• _Exercise details_: Copy exactly the last part of the listing below, beginning at the line that contains "Target: white cloud" and including the final line.

• _Dataset extract_:
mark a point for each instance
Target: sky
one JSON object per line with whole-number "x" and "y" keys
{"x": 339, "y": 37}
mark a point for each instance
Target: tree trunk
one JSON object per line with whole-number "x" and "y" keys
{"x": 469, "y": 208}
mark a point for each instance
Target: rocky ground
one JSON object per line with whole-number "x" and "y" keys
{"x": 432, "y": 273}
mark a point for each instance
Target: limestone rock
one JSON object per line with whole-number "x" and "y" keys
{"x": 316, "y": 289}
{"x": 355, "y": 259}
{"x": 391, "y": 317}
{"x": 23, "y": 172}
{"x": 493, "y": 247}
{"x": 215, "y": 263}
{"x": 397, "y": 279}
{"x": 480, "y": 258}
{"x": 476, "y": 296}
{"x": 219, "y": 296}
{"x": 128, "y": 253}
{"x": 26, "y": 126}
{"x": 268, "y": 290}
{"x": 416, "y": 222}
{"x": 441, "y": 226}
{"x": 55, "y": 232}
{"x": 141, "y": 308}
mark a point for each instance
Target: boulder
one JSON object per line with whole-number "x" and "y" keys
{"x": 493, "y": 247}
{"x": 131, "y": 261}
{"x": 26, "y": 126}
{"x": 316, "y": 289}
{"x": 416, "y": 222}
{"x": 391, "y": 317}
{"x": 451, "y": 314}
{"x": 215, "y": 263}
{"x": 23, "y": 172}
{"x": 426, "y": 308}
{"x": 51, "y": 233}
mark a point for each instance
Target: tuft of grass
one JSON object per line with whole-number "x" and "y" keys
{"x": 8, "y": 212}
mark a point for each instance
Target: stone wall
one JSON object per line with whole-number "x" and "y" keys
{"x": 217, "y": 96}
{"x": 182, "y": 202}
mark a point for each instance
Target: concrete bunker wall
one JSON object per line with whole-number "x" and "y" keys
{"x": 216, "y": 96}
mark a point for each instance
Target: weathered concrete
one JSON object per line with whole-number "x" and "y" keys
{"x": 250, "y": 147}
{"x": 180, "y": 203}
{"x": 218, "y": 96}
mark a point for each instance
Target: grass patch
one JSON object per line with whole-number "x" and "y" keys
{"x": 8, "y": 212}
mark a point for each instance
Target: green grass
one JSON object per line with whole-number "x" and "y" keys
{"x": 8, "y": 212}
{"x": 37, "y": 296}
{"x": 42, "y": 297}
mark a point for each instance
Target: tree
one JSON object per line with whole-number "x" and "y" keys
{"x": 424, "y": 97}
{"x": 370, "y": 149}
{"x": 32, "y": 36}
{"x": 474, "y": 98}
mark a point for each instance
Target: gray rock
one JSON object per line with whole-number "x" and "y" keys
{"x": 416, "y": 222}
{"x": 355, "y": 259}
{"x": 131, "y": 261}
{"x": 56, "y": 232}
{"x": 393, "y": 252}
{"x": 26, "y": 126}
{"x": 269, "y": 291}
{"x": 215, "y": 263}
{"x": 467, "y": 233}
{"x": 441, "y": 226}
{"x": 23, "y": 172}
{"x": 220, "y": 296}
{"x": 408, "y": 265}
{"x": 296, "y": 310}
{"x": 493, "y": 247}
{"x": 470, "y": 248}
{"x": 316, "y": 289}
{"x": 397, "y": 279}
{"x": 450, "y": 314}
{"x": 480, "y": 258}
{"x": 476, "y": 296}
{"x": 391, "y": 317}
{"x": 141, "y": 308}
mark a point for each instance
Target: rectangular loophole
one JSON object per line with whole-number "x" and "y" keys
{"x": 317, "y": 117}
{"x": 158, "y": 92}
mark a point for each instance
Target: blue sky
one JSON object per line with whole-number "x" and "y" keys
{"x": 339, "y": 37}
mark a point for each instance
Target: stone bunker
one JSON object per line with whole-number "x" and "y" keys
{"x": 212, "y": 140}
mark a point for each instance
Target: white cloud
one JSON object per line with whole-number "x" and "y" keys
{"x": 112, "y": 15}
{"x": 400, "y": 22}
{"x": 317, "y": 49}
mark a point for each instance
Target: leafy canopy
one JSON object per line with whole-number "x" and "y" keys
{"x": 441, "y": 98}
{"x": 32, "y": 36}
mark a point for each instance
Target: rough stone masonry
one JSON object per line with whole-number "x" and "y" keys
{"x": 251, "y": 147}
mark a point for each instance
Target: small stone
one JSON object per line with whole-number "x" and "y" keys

• _Answer box_:
Target: white cloud
one JSON object per line with whole-number "x" and "y" keys
{"x": 112, "y": 15}
{"x": 400, "y": 22}
{"x": 317, "y": 49}
mark a point for each instance
Target: leafy canopy
one JSON object per line with whole-number "x" and "y" keys
{"x": 441, "y": 98}
{"x": 32, "y": 36}
mark a point for each instance
Target: rough stone masonry
one JSON object per line with whole-number "x" and "y" keys
{"x": 251, "y": 147}
mark a point for each instance
Target: small stone
one JSON object per line with whole-number "x" and "y" keys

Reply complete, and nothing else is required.